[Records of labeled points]

## BEGIN

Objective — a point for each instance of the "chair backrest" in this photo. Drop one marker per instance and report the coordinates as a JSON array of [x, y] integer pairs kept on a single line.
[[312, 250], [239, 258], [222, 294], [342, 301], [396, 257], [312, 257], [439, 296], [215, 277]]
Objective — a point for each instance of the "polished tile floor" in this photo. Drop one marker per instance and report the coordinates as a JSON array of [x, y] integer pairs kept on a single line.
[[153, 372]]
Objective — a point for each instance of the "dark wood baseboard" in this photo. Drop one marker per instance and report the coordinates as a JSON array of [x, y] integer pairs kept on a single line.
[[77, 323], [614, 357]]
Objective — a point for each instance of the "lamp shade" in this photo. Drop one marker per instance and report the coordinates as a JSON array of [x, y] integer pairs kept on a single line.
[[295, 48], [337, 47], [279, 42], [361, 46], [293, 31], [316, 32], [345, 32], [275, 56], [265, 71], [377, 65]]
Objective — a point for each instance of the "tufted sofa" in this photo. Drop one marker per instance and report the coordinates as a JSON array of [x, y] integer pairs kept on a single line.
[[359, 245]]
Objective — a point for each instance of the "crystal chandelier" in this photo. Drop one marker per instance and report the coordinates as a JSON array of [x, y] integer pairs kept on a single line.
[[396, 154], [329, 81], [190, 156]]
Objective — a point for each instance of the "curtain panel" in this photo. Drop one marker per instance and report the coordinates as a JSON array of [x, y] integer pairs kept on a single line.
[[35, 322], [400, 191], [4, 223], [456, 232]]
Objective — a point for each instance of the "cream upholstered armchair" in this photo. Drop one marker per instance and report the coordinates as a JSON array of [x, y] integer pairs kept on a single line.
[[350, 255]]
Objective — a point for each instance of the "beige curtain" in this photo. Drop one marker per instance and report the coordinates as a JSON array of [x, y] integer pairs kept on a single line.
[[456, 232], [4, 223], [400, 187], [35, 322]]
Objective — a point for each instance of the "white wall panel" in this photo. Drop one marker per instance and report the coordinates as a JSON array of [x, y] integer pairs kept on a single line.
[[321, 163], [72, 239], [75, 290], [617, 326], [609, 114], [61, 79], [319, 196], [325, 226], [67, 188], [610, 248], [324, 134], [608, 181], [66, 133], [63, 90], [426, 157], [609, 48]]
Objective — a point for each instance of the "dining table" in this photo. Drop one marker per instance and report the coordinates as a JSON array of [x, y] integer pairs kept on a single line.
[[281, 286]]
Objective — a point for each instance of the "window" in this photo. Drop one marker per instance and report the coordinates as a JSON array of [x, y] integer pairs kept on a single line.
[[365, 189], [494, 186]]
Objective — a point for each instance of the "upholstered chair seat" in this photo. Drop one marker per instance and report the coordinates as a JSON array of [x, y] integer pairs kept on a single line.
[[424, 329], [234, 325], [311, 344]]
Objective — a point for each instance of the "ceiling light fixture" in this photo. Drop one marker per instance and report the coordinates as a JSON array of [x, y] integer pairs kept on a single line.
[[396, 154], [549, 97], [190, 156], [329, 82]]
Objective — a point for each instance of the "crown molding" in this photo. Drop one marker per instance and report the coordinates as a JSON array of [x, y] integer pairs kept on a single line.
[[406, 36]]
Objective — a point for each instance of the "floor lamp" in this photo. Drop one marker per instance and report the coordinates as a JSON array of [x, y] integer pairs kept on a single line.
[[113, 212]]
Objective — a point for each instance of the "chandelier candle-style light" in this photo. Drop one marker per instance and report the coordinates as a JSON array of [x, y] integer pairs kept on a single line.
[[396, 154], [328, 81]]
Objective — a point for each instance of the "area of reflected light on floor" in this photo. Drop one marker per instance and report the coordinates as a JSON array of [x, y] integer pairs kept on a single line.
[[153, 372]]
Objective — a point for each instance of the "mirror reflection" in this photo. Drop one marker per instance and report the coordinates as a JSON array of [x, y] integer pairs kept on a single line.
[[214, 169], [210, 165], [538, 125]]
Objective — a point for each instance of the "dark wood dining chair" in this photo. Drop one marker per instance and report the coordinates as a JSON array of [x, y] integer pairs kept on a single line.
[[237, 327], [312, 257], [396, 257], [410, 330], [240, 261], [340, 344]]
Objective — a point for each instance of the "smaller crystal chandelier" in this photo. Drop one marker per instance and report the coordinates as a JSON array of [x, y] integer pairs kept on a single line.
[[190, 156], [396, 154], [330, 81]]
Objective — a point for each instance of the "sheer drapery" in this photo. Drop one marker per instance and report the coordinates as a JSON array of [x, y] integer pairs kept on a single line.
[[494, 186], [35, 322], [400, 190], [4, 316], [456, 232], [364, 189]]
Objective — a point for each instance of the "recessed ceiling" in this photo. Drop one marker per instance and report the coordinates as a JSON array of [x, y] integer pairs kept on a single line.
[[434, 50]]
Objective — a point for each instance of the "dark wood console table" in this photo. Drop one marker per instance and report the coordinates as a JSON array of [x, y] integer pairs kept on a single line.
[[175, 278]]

## END
## BEGIN

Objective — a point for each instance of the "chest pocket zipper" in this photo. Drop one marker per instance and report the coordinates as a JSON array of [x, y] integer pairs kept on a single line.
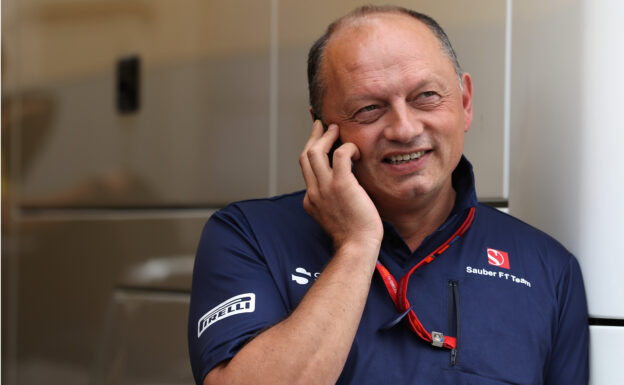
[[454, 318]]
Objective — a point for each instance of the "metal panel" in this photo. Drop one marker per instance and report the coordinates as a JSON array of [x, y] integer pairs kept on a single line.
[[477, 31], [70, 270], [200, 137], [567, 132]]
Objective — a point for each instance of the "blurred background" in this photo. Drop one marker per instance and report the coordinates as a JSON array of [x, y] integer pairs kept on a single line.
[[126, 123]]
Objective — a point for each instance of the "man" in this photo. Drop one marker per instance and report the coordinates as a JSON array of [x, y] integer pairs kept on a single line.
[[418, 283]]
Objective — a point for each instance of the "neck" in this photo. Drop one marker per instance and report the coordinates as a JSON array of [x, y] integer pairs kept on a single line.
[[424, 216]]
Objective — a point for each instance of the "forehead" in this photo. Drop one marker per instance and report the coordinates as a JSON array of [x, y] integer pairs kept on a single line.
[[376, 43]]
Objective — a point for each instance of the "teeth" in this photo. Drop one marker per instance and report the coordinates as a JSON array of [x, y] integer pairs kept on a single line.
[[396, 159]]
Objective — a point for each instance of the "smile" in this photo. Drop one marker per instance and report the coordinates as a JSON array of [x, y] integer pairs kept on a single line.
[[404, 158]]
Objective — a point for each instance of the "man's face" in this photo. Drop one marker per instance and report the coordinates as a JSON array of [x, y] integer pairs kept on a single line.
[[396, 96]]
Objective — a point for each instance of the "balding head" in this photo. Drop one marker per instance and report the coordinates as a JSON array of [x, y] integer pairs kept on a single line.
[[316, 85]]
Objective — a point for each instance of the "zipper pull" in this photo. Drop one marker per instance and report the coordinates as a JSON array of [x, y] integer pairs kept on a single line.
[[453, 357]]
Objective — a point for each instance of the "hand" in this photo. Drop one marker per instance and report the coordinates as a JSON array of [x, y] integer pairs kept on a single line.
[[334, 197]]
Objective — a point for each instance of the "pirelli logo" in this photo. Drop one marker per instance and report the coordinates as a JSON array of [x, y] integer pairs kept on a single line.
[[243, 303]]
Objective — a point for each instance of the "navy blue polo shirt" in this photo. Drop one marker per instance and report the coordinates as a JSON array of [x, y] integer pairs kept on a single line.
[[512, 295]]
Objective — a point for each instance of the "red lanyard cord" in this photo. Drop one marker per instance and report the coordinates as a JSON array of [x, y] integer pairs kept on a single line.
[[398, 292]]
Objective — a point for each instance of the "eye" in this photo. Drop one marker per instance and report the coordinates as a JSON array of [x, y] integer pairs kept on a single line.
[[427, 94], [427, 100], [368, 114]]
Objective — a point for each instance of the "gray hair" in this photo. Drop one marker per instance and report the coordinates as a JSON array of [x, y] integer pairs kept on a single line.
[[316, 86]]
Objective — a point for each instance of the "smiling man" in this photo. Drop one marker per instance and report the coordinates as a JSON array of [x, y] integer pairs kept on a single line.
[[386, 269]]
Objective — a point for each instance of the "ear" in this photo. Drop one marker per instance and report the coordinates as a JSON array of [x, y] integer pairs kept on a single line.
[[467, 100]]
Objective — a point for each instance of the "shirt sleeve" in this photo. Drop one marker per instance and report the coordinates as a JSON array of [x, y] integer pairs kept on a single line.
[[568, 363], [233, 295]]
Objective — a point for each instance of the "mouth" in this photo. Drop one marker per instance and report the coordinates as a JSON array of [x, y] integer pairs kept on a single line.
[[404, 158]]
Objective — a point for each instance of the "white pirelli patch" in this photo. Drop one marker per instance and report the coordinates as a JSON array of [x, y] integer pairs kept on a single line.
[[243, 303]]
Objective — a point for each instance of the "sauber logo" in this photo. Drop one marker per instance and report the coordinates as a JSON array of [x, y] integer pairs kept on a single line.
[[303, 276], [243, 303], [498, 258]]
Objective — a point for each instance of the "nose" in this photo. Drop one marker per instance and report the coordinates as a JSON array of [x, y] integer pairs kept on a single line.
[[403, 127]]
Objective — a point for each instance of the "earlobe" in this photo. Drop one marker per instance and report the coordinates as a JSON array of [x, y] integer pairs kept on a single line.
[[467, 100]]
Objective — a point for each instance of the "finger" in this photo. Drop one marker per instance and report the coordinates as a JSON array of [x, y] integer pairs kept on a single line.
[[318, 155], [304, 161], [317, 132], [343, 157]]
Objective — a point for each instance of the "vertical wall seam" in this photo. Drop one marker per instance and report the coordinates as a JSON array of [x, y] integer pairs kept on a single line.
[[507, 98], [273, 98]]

## END

- STATED PROBLEM -
Please pull out every line of the items above that contains the word "crystal", matching case exactly.

- TASK RESPONSE -
Objective — a point for each instance of the "crystal chandelier" in this photo. Drop one marker per instance and report the coordinates as a JSON array of [x, y] integer pairs kept on a single line.
Objective — a point for each instance of the "smaller crystal chandelier" in this photo. Drop one marker per instance and report the coordinates as a JSON array of [x, y] integer pairs kept on a single line.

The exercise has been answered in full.